Request ▸ Do not include the pictures; repeat the rest of the data exactly.

BEGIN Records provided

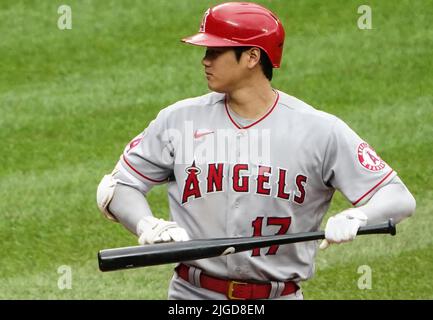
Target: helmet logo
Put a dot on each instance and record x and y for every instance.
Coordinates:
(203, 22)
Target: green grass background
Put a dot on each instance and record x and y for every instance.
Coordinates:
(70, 100)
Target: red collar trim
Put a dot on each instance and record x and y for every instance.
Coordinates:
(255, 122)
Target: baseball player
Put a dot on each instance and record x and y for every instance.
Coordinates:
(248, 160)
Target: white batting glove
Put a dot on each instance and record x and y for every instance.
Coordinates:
(153, 230)
(343, 227)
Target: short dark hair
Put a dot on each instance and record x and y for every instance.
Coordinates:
(264, 60)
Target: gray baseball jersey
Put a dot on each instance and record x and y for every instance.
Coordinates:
(233, 177)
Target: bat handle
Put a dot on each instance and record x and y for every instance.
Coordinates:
(387, 227)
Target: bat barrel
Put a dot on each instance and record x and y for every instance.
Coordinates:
(148, 255)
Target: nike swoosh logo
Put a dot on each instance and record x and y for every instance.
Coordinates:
(201, 134)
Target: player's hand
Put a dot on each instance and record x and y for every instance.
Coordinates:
(153, 230)
(343, 227)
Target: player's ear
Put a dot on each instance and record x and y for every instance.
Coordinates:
(253, 57)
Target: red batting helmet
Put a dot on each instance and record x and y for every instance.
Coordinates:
(241, 24)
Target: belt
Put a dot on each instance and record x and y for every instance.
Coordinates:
(236, 290)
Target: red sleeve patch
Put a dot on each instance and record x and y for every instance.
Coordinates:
(368, 158)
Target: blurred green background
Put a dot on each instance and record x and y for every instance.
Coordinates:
(71, 99)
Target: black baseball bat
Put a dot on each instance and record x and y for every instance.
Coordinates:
(162, 253)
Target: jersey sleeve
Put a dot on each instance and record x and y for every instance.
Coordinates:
(352, 166)
(149, 156)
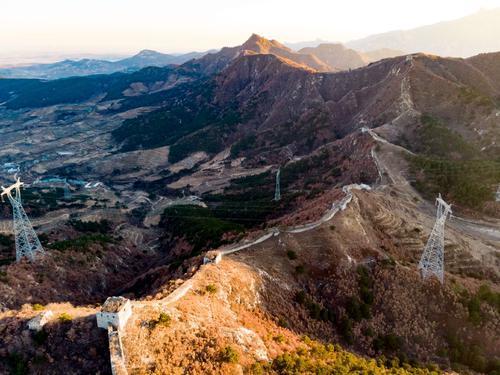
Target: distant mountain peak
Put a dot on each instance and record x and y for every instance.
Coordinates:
(147, 52)
(260, 44)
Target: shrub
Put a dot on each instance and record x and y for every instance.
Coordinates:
(40, 337)
(229, 355)
(102, 226)
(164, 319)
(18, 365)
(65, 317)
(300, 297)
(279, 338)
(37, 307)
(211, 288)
(300, 269)
(282, 323)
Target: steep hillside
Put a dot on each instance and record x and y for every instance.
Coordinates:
(336, 55)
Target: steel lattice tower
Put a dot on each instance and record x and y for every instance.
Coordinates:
(432, 261)
(277, 191)
(27, 242)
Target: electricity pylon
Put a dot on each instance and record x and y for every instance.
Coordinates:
(277, 191)
(432, 261)
(27, 243)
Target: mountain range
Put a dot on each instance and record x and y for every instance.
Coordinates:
(83, 67)
(464, 37)
(224, 274)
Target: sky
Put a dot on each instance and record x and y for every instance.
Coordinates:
(35, 27)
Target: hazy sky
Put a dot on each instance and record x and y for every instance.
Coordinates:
(126, 26)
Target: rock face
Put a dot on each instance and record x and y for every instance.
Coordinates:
(337, 56)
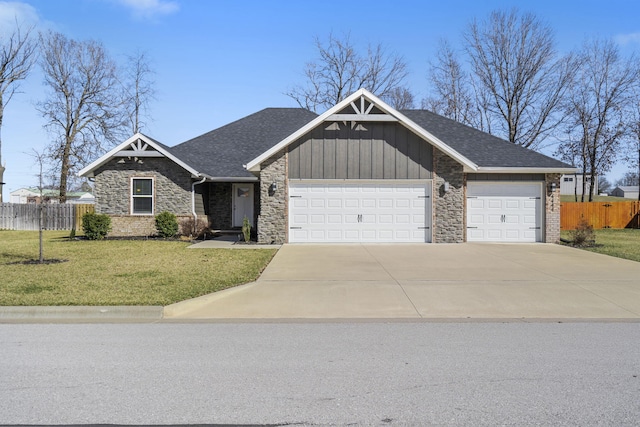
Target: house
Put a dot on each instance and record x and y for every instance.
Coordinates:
(32, 195)
(628, 192)
(360, 172)
(572, 184)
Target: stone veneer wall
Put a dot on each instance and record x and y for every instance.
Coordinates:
(272, 220)
(172, 192)
(552, 208)
(449, 215)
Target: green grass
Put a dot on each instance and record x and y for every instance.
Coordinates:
(572, 198)
(117, 272)
(618, 243)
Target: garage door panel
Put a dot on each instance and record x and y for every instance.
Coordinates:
(510, 212)
(376, 212)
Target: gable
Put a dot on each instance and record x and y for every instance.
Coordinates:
(137, 147)
(369, 150)
(475, 150)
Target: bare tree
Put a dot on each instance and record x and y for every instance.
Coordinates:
(18, 53)
(633, 152)
(139, 90)
(517, 71)
(40, 161)
(340, 70)
(597, 108)
(83, 104)
(452, 89)
(400, 98)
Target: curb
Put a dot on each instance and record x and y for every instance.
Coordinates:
(183, 307)
(81, 313)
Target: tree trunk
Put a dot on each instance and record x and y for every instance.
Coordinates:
(1, 165)
(64, 170)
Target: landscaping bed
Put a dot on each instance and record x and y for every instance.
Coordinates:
(117, 272)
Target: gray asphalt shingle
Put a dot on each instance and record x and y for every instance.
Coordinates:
(221, 153)
(483, 149)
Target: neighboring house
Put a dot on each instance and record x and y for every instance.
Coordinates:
(360, 172)
(32, 195)
(628, 192)
(572, 184)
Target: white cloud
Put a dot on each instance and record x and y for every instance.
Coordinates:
(12, 11)
(631, 38)
(151, 8)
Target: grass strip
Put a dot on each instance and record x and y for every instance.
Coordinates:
(117, 272)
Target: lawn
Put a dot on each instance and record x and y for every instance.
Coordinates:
(618, 243)
(117, 272)
(596, 198)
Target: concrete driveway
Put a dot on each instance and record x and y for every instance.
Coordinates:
(438, 281)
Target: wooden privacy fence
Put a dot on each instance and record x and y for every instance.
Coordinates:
(600, 214)
(24, 216)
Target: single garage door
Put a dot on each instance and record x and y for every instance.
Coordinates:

END Records provided

Result ▸
Target: helmet logo
Put a dot on each instance and record x and y for every instance.
Coordinates:
(203, 22)
Target: green grass background
Put a dot on each instance and record x and y for every instance.
Coordinates:
(70, 100)
Target: red collar trim
Put a dot on each instance and record x and y for every instance.
Coordinates:
(255, 122)
Target: baseball player
Put a dot on each instance and record x and y for every instance.
Coordinates:
(248, 160)
Target: white batting glove
Put a dot on each instance and record x and y for every instance.
Coordinates:
(153, 230)
(343, 227)
Target: short dark hair
Put a dot on each instance and record x and y for every instance.
Coordinates:
(264, 60)
Target: gray baseball jersey
Put a dot on each instance and record x and y for every instance.
Coordinates:
(233, 177)
Target: bat handle
Put a dot on each instance and record x and y for every instance.
Coordinates:
(387, 227)
Target: bat barrel
Put a dot on each instance and record x and y for every instance.
Coordinates:
(148, 255)
Target: nike swoosh logo
Put a dot on each instance and record x and y for every instance.
Coordinates:
(201, 134)
Target: player's hand
Put a dot on each instance and record x and y for every instance.
Coordinates:
(153, 230)
(343, 227)
Target: player's ear
Put a dot on each instance and record x and y for every instance.
Coordinates:
(253, 57)
Target: red batting helmet
Put a dot on each instance and record x and y for every instance.
Coordinates:
(241, 24)
Target: belt
Put a dot on each instance and record x and y for every instance.
Coordinates:
(236, 290)
Target: red sleeve patch
Put a dot on each instance and record x and y for every instance.
Coordinates:
(368, 158)
Target: blurred green background
Put a dot on each instance and record x and y for every instance.
Coordinates:
(71, 99)
Target: black baseball bat
Put a dot on each instance and record x and y for every instance.
Coordinates:
(162, 253)
Target: jersey sleeve
Put a dot on each instance and record x and y for every instance.
Coordinates:
(352, 166)
(149, 156)
Target: distant mountain peak
Put a dot on each instance and record x and y for every instance.
Coordinates:
(147, 52)
(260, 44)
Target: shrub
Put a dot on each instance and record x and y for every instance.
Coordinates:
(40, 337)
(229, 355)
(102, 226)
(164, 319)
(18, 365)
(65, 317)
(300, 297)
(279, 338)
(37, 307)
(211, 288)
(300, 269)
(282, 323)
Target: steep hillside
Put a dot on each instance and record x and y for every instance.
Coordinates:
(336, 55)
Target: steel lattice tower
Put a dot on each instance and record x and y for every instance.
Coordinates:
(432, 261)
(277, 191)
(27, 242)
Target: electricity pylon
Put a dot on each instance and record x and y for every instance.
Coordinates:
(277, 191)
(432, 261)
(27, 243)
Target: mountain range
Put a dot on each instance and record x and y for every instance.
Coordinates:
(83, 67)
(464, 37)
(224, 274)
Target: sky
Put a dot on each instance and record x and y for every instance.
Coordinates:
(35, 27)
Target: hazy sky
Put a dot on each instance and record x and y for every instance.
Coordinates:
(126, 26)
Target: rock face
Put a dot on each instance and record x and y for every instance.
Coordinates:
(337, 56)
Target: house
Put a dot on each instance and record x and y for every instance.
Coordinates:
(32, 195)
(628, 192)
(360, 172)
(572, 184)
Target: stone veneer wall
Put a dot on each instance and record x and y for every instance.
Coordinates:
(272, 220)
(172, 192)
(552, 208)
(449, 215)
Target: green grass
Put a dot on each instance and record x and y for every instance.
Coordinates:
(572, 198)
(117, 272)
(618, 243)
Target: garage door panel
Put a dot on each instance and record x and y for every instance.
Coordinates:
(510, 212)
(376, 212)
Target: gable
Put a dot on each instance and record x and y for every instance.
Coordinates:
(137, 147)
(369, 150)
(475, 150)
Target: bare tree
Put a dot on each instance and record x and y for every instance.
Coordinates:
(18, 53)
(633, 152)
(139, 90)
(517, 71)
(40, 161)
(340, 70)
(597, 108)
(83, 104)
(452, 89)
(400, 98)
Target: curb
Put a dot on each instance and record x and y for every instance.
Coordinates:
(183, 307)
(81, 313)
Target: tree trunk
Put a dot on each instance and record x and y for every instance.
Coordinates:
(1, 165)
(64, 170)
Target: landscaping bed
Put a dot on each instance and record x and y for every instance.
Coordinates:
(117, 272)
Target: gray asphalt shingle
Put a dot on each instance and record x and y for every instance.
Coordinates:
(221, 153)
(483, 149)
Target: neighboring house
Put a dot on each instance and record x and y for every instance.
Coordinates:
(360, 172)
(32, 195)
(628, 192)
(572, 184)
Target: white cloud
Put a dot on each instance and record x and y for every instance.
Coordinates:
(12, 11)
(631, 38)
(151, 8)
Target: grass strip
Put a dot on each instance and record x and y for every instance.
Coordinates:
(117, 272)
Target: lawn
Put a dot on each instance and record x and y for every instance.
Coordinates:
(618, 243)
(117, 272)
(596, 198)
Target: concrete driveway
Put a dot on each instance and record x and y for every instance.
Coordinates:
(438, 281)
Target: wooden privacy fence
Put a dot on each instance and record x and y for every instance.
Coordinates:
(600, 214)
(24, 216)
Target: single garage door
Put a dot on each instance and record x and y for every instance.
Coordinates:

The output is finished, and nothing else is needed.